** start **
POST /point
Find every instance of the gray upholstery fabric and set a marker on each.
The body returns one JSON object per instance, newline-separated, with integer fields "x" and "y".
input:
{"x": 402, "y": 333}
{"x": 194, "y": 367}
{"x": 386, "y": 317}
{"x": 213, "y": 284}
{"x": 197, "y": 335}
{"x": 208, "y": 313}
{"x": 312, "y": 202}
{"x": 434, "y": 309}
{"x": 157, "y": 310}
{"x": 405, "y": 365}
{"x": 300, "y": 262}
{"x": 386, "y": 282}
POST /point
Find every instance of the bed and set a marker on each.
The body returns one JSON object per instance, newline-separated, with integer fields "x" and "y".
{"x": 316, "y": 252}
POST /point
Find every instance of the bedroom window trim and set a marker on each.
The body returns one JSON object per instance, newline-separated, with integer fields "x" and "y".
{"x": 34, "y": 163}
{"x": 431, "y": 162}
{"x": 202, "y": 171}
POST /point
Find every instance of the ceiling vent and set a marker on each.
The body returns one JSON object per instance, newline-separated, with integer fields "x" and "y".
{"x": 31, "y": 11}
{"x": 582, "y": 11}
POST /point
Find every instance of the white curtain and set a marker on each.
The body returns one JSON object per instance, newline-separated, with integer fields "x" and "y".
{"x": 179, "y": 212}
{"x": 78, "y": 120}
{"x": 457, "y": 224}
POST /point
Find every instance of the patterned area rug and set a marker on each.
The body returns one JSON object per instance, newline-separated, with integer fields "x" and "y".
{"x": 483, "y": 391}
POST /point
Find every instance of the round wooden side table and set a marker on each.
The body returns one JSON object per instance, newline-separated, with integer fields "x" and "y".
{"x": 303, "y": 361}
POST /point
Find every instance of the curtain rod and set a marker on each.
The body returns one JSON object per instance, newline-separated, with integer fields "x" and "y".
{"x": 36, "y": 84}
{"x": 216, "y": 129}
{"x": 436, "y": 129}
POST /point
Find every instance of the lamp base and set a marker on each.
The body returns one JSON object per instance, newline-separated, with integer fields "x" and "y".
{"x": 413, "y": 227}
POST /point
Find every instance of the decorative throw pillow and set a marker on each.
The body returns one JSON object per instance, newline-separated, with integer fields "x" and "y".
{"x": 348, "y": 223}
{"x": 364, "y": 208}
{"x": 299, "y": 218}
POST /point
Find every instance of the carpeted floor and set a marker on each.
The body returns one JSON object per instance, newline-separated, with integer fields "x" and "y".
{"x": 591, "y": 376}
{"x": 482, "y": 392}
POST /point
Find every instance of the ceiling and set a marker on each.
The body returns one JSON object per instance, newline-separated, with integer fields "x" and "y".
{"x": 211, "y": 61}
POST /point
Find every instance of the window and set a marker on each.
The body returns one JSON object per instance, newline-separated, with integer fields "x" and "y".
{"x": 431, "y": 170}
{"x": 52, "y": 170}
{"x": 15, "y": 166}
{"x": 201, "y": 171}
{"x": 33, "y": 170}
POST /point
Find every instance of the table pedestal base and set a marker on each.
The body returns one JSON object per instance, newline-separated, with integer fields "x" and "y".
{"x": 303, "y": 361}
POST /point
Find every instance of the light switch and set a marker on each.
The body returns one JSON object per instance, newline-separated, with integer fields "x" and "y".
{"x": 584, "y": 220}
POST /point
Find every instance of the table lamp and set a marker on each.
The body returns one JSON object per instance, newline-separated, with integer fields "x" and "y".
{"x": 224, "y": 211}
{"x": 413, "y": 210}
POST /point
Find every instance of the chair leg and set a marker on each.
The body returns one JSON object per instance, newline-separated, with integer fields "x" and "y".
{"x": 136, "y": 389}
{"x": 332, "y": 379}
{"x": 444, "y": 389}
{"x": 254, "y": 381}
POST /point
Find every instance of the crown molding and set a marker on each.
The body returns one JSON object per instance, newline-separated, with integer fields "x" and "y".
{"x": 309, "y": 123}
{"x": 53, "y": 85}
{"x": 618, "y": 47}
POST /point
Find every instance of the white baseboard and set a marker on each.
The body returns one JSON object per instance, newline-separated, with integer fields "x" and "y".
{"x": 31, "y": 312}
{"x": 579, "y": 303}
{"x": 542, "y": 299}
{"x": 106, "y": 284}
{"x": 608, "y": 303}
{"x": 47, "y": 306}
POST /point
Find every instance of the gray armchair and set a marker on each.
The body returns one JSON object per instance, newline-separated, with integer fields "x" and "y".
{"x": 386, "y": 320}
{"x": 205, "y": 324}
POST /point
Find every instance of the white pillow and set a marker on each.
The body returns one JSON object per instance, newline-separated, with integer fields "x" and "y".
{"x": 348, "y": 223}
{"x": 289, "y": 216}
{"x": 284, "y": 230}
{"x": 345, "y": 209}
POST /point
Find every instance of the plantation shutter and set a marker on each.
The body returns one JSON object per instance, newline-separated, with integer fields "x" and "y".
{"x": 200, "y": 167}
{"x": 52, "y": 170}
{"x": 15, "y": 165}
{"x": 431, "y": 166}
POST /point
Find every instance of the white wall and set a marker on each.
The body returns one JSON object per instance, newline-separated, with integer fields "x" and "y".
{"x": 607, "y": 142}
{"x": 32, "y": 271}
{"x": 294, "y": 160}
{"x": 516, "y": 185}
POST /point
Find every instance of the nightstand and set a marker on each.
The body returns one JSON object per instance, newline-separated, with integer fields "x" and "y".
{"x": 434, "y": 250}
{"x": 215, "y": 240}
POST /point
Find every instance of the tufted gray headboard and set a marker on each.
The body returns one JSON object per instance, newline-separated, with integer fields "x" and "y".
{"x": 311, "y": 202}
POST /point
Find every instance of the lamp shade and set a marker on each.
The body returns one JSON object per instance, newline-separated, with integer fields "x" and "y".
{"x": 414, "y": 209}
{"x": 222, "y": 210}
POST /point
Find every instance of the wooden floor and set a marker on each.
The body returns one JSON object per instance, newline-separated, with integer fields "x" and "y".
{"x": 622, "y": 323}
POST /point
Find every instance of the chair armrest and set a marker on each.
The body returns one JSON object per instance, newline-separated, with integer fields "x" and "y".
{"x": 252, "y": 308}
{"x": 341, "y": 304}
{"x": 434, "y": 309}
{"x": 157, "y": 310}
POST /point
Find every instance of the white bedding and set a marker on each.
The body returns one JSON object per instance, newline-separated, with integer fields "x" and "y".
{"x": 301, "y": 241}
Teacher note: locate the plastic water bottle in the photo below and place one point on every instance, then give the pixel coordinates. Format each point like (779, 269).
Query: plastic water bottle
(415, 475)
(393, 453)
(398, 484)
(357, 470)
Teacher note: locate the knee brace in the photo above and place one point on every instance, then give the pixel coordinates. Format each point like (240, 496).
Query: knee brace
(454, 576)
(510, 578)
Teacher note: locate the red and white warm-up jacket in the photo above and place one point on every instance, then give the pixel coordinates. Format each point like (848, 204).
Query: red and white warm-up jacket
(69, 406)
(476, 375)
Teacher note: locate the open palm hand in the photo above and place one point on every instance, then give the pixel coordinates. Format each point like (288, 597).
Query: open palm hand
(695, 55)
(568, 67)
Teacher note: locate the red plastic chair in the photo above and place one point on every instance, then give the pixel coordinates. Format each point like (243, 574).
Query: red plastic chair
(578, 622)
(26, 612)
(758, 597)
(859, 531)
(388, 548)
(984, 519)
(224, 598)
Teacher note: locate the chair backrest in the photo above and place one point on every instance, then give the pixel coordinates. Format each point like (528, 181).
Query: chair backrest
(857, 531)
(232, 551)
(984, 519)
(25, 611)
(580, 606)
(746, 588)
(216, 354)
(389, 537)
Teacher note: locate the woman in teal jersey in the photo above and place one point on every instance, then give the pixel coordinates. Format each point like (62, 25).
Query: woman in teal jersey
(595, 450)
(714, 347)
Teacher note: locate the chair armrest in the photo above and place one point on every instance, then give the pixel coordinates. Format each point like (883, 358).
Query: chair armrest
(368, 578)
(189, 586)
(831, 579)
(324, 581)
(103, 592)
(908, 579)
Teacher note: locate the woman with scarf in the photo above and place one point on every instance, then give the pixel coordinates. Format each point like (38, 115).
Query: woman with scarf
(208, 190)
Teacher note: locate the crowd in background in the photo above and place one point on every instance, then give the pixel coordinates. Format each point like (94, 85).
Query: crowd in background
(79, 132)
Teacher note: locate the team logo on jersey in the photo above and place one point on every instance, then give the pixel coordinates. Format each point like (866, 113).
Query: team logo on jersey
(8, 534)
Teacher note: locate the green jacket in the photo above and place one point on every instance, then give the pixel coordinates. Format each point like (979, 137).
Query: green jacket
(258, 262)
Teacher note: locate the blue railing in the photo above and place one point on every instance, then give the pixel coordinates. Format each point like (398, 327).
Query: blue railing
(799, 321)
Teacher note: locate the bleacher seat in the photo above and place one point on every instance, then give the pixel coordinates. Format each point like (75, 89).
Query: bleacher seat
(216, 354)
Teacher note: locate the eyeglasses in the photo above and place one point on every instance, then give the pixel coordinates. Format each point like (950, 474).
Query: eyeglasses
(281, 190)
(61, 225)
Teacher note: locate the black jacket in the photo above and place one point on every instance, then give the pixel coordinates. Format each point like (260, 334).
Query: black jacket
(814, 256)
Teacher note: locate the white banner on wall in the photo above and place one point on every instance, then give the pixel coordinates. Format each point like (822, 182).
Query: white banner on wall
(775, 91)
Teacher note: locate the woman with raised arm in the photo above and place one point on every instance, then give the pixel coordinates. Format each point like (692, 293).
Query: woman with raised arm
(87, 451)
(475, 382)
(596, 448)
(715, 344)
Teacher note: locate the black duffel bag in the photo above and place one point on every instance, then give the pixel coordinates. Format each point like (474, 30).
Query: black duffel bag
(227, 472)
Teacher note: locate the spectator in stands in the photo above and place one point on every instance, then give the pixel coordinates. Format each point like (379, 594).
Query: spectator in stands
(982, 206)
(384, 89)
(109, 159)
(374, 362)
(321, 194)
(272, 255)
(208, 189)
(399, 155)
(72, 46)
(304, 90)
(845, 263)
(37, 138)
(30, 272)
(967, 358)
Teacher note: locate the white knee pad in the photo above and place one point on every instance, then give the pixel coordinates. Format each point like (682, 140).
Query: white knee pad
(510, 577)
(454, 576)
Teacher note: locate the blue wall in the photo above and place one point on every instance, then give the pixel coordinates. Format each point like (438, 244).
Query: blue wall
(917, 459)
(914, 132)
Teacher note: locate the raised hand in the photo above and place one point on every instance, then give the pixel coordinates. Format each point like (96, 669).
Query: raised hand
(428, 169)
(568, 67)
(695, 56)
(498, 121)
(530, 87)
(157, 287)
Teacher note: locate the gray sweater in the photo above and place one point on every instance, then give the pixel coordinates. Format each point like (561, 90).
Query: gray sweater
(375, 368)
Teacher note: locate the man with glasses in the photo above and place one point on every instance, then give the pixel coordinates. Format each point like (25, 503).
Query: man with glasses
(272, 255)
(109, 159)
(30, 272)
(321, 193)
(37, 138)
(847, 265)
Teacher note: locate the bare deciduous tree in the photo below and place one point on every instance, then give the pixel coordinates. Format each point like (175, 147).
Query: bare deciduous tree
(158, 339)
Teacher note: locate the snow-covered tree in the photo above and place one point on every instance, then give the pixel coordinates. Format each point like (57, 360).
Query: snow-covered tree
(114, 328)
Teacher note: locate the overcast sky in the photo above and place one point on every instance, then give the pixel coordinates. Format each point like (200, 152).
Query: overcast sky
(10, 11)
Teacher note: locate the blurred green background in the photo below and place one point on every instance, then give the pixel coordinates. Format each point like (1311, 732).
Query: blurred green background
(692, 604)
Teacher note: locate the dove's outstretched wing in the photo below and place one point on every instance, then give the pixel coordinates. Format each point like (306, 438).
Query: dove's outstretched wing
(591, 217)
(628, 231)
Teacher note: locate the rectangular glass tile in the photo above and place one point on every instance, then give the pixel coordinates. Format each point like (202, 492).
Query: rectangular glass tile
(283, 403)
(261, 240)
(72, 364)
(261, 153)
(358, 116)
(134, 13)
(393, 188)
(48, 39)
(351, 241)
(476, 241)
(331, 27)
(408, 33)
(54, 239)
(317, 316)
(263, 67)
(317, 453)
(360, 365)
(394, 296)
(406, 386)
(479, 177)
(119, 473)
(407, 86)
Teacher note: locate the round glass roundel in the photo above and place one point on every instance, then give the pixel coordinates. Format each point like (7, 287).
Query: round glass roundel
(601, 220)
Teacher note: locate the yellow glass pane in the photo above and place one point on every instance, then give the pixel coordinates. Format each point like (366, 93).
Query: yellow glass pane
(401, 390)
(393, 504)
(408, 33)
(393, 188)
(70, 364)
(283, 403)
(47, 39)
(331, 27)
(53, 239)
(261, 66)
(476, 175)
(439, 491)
** end **
AIM:
Starting at the line containing "Teacher note: locate the bare" and continuing up to and including the final line of the rows, write out every line again, requests included. Multiply each point coordinate in the answers by 0.25 and round it to a whole number, with halves rounded up. Leave the requests and their format samples unchanged.

RESPONSE:
Teacher note: locate the bare deciduous tree in the photo below and place one point on every instance, then give the pixel coordinates. Format each point like (175, 147).
Query: bare deciduous tree
(40, 85)
Teacher note: locate the snow-covered tree in the photo above and place one point on every instance, then give the pixel coordinates. Format each point like (57, 360).
Query: snow-covered tree
(29, 82)
Teacher note: locate the overcast sky in the photo above and place one point on every instance, then give the pixel coordinates. Format each point like (200, 152).
Query: overcast sky
(3, 3)
Teacher note: locate the blurred green background in the photo below and place one point on every instance, then give the pixel coordinates. Format each point like (1311, 732).
Query: blurred green background
(173, 151)
Teacher note: locate the dove's outstretched wing in the photo below and place one point on every instance, then give the pixel coordinates. Format each point like (306, 438).
Query: dove's outstretched wing
(148, 54)
(157, 58)
Teacher note: locate the rectangular glass tile in the photo above and place one point on every instance, then give the pixel coordinates. Format each point like (202, 492).
Query: rectangular glass tile
(71, 101)
(65, 60)
(18, 91)
(65, 38)
(90, 29)
(34, 3)
(98, 47)
(12, 10)
(88, 60)
(119, 60)
(83, 7)
(102, 8)
(14, 60)
(79, 79)
(66, 17)
(79, 113)
(90, 91)
(99, 74)
(102, 97)
(120, 44)
(30, 118)
(102, 22)
Teacher note: locate the round glass roundel in the photo above and place one point on every instance, then give the pixel coordinates. Format each point like (7, 287).
Query: round glass roundel
(150, 55)
Teacher note: locate the yellow glass pane in the photo above and place one point on every instance, then give the pixel coordinates. Format each point like (366, 93).
Query: yellow glass pane
(100, 98)
(98, 126)
(102, 8)
(98, 47)
(18, 91)
(71, 101)
(12, 10)
(83, 7)
(13, 60)
(65, 17)
(119, 44)
(110, 123)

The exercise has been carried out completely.